§ EXCERPT TO READ
◇ ◇ ◇ ◇ ◇ ◇ ◇

5 of 5 people found the following review helpful By Amy Henry TOP 500 REVIEWERVINE VOICE on August 20, 2010
Format: Paperback
Translated from Hebrew by Becka Mara McKay

I can't decide if these are short stories, lyric essays, or poems. In any case, Epstein has compiled little moments of mystery and romance, history and humor, into this slim volume from Clockroot Books. There are no dramatic flares, and no heartbreaking losses. Instead, the situations and events he describes in these short pieces are simple, personal, and honest. There is emotion, but the quiet kind endured by quiet people, an emotion that reads far more realistic than some authors can describe effectively.

◇ ◇ ◇ ◇ ◇ ◇ ◇

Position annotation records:
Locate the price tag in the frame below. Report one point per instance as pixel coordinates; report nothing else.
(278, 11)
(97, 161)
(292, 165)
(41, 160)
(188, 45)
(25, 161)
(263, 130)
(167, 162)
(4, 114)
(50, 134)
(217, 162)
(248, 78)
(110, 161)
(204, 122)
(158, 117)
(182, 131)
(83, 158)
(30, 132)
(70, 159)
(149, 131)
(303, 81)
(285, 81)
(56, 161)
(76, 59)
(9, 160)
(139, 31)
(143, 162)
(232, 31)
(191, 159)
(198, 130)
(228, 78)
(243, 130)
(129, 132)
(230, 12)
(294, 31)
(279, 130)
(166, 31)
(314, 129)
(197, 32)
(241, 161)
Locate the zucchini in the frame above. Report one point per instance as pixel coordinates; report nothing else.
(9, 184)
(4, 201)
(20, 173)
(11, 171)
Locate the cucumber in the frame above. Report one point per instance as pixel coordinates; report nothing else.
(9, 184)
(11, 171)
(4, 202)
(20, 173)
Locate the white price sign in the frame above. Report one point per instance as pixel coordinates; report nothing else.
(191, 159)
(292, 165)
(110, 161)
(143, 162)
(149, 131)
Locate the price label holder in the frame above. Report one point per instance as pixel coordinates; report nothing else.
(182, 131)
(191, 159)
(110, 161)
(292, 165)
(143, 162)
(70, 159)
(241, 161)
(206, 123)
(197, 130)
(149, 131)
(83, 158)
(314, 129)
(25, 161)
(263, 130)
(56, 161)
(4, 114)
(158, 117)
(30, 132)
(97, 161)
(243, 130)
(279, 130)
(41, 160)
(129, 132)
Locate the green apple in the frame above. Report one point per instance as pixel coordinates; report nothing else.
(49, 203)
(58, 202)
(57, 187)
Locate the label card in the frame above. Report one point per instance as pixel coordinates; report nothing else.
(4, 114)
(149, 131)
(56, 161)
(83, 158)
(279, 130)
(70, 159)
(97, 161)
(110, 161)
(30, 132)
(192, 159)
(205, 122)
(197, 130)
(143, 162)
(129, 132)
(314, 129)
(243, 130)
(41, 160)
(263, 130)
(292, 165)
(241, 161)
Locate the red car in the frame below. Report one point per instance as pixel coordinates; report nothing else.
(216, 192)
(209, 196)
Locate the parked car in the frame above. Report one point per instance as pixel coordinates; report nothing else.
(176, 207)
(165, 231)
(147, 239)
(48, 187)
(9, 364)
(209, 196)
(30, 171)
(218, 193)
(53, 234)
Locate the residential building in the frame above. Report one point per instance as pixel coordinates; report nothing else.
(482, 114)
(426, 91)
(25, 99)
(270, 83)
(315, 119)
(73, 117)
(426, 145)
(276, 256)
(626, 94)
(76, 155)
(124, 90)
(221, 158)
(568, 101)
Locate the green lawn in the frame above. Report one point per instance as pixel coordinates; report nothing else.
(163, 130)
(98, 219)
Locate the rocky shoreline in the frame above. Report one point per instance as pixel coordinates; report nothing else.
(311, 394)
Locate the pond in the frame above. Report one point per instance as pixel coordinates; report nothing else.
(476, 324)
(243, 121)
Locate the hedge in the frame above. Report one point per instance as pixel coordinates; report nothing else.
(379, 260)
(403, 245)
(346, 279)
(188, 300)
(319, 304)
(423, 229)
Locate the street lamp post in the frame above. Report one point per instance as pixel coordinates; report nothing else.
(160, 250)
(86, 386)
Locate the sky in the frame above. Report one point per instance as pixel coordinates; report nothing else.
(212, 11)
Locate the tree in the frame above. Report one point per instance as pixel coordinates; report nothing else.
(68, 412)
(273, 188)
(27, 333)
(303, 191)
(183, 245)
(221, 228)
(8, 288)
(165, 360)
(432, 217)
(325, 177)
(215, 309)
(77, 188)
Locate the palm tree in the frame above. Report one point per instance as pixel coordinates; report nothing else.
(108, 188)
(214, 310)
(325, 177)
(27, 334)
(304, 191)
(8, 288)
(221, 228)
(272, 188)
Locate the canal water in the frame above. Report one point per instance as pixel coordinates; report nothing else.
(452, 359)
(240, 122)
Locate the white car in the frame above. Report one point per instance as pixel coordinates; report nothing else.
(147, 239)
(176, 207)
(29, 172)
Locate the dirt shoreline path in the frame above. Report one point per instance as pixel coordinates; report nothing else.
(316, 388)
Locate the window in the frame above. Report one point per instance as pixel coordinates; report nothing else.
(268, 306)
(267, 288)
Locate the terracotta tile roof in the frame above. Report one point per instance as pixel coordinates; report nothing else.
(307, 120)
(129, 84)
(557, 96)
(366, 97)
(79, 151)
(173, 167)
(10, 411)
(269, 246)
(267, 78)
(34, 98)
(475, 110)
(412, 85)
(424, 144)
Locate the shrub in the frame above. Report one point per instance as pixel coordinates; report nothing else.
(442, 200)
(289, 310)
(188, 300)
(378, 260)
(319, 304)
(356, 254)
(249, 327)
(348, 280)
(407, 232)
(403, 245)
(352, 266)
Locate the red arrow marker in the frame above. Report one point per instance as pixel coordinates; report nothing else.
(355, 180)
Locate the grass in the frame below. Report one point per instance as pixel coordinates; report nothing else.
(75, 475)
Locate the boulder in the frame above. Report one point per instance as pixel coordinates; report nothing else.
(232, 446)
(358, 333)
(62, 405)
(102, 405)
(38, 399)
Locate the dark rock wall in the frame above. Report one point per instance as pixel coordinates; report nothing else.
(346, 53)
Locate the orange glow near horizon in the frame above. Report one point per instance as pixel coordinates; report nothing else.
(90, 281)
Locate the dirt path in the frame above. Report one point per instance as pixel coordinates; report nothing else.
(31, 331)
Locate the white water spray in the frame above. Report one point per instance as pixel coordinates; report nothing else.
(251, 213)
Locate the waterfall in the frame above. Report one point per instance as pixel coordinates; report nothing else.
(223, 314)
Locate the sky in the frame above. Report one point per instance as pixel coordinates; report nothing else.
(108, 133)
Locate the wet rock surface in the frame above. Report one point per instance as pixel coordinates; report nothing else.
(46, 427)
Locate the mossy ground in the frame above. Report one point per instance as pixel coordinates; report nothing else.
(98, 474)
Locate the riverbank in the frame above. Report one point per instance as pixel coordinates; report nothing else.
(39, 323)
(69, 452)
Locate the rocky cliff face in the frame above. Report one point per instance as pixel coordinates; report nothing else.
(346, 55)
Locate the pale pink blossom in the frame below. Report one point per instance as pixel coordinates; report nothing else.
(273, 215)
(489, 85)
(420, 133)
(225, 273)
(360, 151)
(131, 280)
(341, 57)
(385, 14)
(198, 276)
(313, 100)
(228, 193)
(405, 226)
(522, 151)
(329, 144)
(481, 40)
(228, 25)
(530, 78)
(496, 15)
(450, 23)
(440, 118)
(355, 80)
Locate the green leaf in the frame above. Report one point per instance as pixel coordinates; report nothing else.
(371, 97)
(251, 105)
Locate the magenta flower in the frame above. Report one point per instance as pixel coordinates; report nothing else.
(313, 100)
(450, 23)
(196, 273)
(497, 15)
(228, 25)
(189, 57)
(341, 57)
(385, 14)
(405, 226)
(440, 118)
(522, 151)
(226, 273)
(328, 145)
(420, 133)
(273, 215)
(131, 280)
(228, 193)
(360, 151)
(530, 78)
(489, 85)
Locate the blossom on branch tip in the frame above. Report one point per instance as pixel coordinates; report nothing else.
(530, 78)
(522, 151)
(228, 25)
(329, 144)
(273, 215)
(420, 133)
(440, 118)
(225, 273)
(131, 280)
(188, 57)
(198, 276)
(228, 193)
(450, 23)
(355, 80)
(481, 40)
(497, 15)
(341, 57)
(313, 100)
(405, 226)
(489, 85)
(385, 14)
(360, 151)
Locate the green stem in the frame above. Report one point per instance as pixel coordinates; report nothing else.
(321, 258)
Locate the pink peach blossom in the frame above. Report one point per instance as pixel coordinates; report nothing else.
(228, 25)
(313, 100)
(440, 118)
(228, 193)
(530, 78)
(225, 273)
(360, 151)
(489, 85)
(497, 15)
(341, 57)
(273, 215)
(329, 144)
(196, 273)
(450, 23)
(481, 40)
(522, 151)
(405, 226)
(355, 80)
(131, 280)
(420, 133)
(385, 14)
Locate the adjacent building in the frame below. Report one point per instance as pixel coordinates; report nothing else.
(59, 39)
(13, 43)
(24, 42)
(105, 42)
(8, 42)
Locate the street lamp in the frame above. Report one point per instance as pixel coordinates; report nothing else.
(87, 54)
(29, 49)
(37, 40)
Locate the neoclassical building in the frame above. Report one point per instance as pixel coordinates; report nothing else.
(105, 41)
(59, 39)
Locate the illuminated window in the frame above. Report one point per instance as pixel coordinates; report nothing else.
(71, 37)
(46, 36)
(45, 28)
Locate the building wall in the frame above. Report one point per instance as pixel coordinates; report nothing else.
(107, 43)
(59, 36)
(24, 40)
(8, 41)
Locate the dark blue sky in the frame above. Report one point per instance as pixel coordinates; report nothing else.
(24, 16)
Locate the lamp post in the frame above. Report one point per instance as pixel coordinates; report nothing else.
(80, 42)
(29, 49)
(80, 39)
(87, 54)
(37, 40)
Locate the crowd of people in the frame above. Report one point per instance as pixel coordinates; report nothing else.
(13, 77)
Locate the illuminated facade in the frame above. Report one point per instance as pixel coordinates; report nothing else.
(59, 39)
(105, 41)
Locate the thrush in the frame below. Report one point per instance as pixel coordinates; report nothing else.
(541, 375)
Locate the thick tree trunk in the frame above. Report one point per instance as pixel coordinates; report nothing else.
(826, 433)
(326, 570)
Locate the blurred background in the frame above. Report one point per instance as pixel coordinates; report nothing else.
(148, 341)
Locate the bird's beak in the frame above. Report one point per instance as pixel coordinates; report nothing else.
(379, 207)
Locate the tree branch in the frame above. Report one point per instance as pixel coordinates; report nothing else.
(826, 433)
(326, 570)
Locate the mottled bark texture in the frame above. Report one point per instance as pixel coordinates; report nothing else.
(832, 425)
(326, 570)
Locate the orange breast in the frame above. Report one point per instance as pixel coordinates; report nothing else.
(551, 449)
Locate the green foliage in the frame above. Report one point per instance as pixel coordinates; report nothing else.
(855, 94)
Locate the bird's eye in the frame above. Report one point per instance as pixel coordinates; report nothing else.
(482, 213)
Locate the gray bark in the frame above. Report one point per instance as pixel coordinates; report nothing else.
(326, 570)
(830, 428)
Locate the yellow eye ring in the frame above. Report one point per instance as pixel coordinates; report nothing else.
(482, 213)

◇ ◇ ◇ ◇ ◇ ◇ ◇

Answer these questions using the book review above.
1. Who translated the book, and from which language?
2. Which publisher's volume does the reviewer name?
3. What two kinds of loss or drama does the reviewer say the pieces lack?

1. Becka Mara McKay, from Hebrew.
2. Clockroot Books.
3. Dramatic flares and heartbreaking losses.